Written request -> Please extract every line of text from the records below, copying each one verbatim and omitting the pictures.

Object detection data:

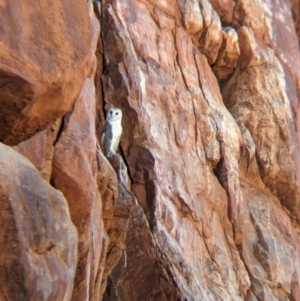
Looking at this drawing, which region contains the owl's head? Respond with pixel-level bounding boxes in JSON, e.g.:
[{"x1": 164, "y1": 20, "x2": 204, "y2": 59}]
[{"x1": 106, "y1": 108, "x2": 122, "y2": 121}]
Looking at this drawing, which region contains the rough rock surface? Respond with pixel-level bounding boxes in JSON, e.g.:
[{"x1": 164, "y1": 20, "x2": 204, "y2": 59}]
[
  {"x1": 0, "y1": 143, "x2": 77, "y2": 301},
  {"x1": 0, "y1": 0, "x2": 93, "y2": 145},
  {"x1": 0, "y1": 0, "x2": 300, "y2": 301}
]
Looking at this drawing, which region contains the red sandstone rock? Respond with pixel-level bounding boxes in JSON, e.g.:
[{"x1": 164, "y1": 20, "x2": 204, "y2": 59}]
[
  {"x1": 51, "y1": 78, "x2": 105, "y2": 301},
  {"x1": 0, "y1": 144, "x2": 77, "y2": 301},
  {"x1": 0, "y1": 0, "x2": 94, "y2": 145},
  {"x1": 0, "y1": 0, "x2": 300, "y2": 301},
  {"x1": 103, "y1": 0, "x2": 300, "y2": 300}
]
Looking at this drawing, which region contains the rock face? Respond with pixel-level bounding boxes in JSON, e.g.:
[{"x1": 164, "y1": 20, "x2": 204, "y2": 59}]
[
  {"x1": 0, "y1": 0, "x2": 93, "y2": 145},
  {"x1": 0, "y1": 0, "x2": 300, "y2": 301},
  {"x1": 0, "y1": 144, "x2": 77, "y2": 301}
]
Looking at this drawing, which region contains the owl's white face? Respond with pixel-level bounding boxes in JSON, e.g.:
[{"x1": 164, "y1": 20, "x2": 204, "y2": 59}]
[{"x1": 106, "y1": 108, "x2": 122, "y2": 121}]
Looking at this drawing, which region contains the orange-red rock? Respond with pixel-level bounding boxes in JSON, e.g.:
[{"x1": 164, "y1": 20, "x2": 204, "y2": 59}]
[
  {"x1": 0, "y1": 0, "x2": 94, "y2": 145},
  {"x1": 51, "y1": 78, "x2": 105, "y2": 301},
  {"x1": 0, "y1": 144, "x2": 77, "y2": 301},
  {"x1": 0, "y1": 0, "x2": 300, "y2": 301}
]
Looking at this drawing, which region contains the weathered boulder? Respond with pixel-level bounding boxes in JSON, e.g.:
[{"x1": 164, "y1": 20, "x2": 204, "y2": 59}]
[
  {"x1": 0, "y1": 143, "x2": 77, "y2": 301},
  {"x1": 0, "y1": 0, "x2": 94, "y2": 145},
  {"x1": 51, "y1": 78, "x2": 106, "y2": 301}
]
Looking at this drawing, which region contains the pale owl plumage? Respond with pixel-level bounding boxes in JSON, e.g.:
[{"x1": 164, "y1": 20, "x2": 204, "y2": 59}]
[{"x1": 101, "y1": 108, "x2": 123, "y2": 158}]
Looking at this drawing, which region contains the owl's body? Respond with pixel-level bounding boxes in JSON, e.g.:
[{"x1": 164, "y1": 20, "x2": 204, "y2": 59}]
[{"x1": 101, "y1": 108, "x2": 123, "y2": 158}]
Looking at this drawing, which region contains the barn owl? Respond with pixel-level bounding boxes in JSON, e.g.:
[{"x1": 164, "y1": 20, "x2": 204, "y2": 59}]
[{"x1": 101, "y1": 108, "x2": 123, "y2": 158}]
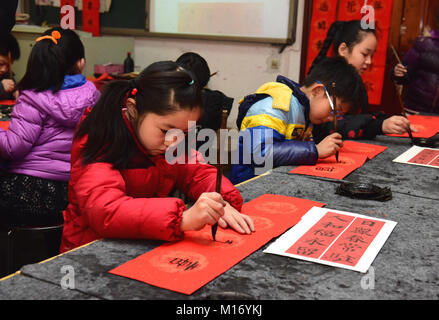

Result below ->
Looking at this drawing, which region contains the owl's head? Respond with pixel-level bounding boxes in JSON, e.g.:
[{"x1": 164, "y1": 20, "x2": 204, "y2": 59}]
[{"x1": 106, "y1": 108, "x2": 122, "y2": 121}]
Looking at this drawing, which region contains the rough rock surface? Respond with pixel-level bounding boxes in JSON, e.g.:
[{"x1": 164, "y1": 20, "x2": 204, "y2": 59}]
[
  {"x1": 0, "y1": 143, "x2": 77, "y2": 301},
  {"x1": 0, "y1": 0, "x2": 93, "y2": 145},
  {"x1": 0, "y1": 0, "x2": 300, "y2": 301}
]
Looking at this drawing, which region contains the red sandstone rock? Respond with pixel-level bounding boxes in JSON, e.g.:
[{"x1": 164, "y1": 20, "x2": 204, "y2": 59}]
[
  {"x1": 51, "y1": 78, "x2": 105, "y2": 301},
  {"x1": 0, "y1": 144, "x2": 77, "y2": 301},
  {"x1": 0, "y1": 0, "x2": 94, "y2": 145},
  {"x1": 0, "y1": 0, "x2": 300, "y2": 301},
  {"x1": 103, "y1": 0, "x2": 300, "y2": 300}
]
Looking at this drawing, which region contains the rock face? Respond with pixel-level bounding boxes in JSON, e.g.:
[{"x1": 164, "y1": 20, "x2": 204, "y2": 59}]
[
  {"x1": 0, "y1": 0, "x2": 93, "y2": 145},
  {"x1": 0, "y1": 0, "x2": 300, "y2": 301},
  {"x1": 0, "y1": 144, "x2": 77, "y2": 301}
]
Looking at this drawing, which region contains the owl's white face? Respond with pixel-level bounding boxes in JSON, e.g.:
[{"x1": 164, "y1": 20, "x2": 204, "y2": 59}]
[{"x1": 106, "y1": 108, "x2": 122, "y2": 121}]
Looking at this drawing, which region contains the orange-red rock? Respond with pixel-level bounding boxes in JSON, e.g.:
[{"x1": 164, "y1": 20, "x2": 204, "y2": 59}]
[
  {"x1": 0, "y1": 0, "x2": 94, "y2": 145},
  {"x1": 51, "y1": 78, "x2": 105, "y2": 301},
  {"x1": 0, "y1": 144, "x2": 77, "y2": 301},
  {"x1": 0, "y1": 0, "x2": 300, "y2": 301}
]
Looking at this drawing, which region contains the weathered boulder? Respond with pixel-level bounding boxes in JSON, e.g.:
[{"x1": 164, "y1": 20, "x2": 204, "y2": 59}]
[
  {"x1": 0, "y1": 143, "x2": 77, "y2": 301},
  {"x1": 0, "y1": 0, "x2": 94, "y2": 145},
  {"x1": 51, "y1": 78, "x2": 106, "y2": 301}
]
Looking at this drawing, which region contains the pale owl plumage? Respond with pixel-level bounding boxes in JSON, e.g.:
[{"x1": 164, "y1": 20, "x2": 204, "y2": 59}]
[{"x1": 101, "y1": 108, "x2": 123, "y2": 158}]
Looking at this drawing, which region contains the owl's body? Respond with pixel-level bounding boxes in JSON, e.g.:
[{"x1": 164, "y1": 20, "x2": 204, "y2": 59}]
[{"x1": 101, "y1": 108, "x2": 123, "y2": 158}]
Looking at this drawing, which region contains the barn owl? Respond with pixel-level bounding boxes in JSON, e.g.:
[{"x1": 164, "y1": 20, "x2": 204, "y2": 59}]
[{"x1": 101, "y1": 108, "x2": 123, "y2": 158}]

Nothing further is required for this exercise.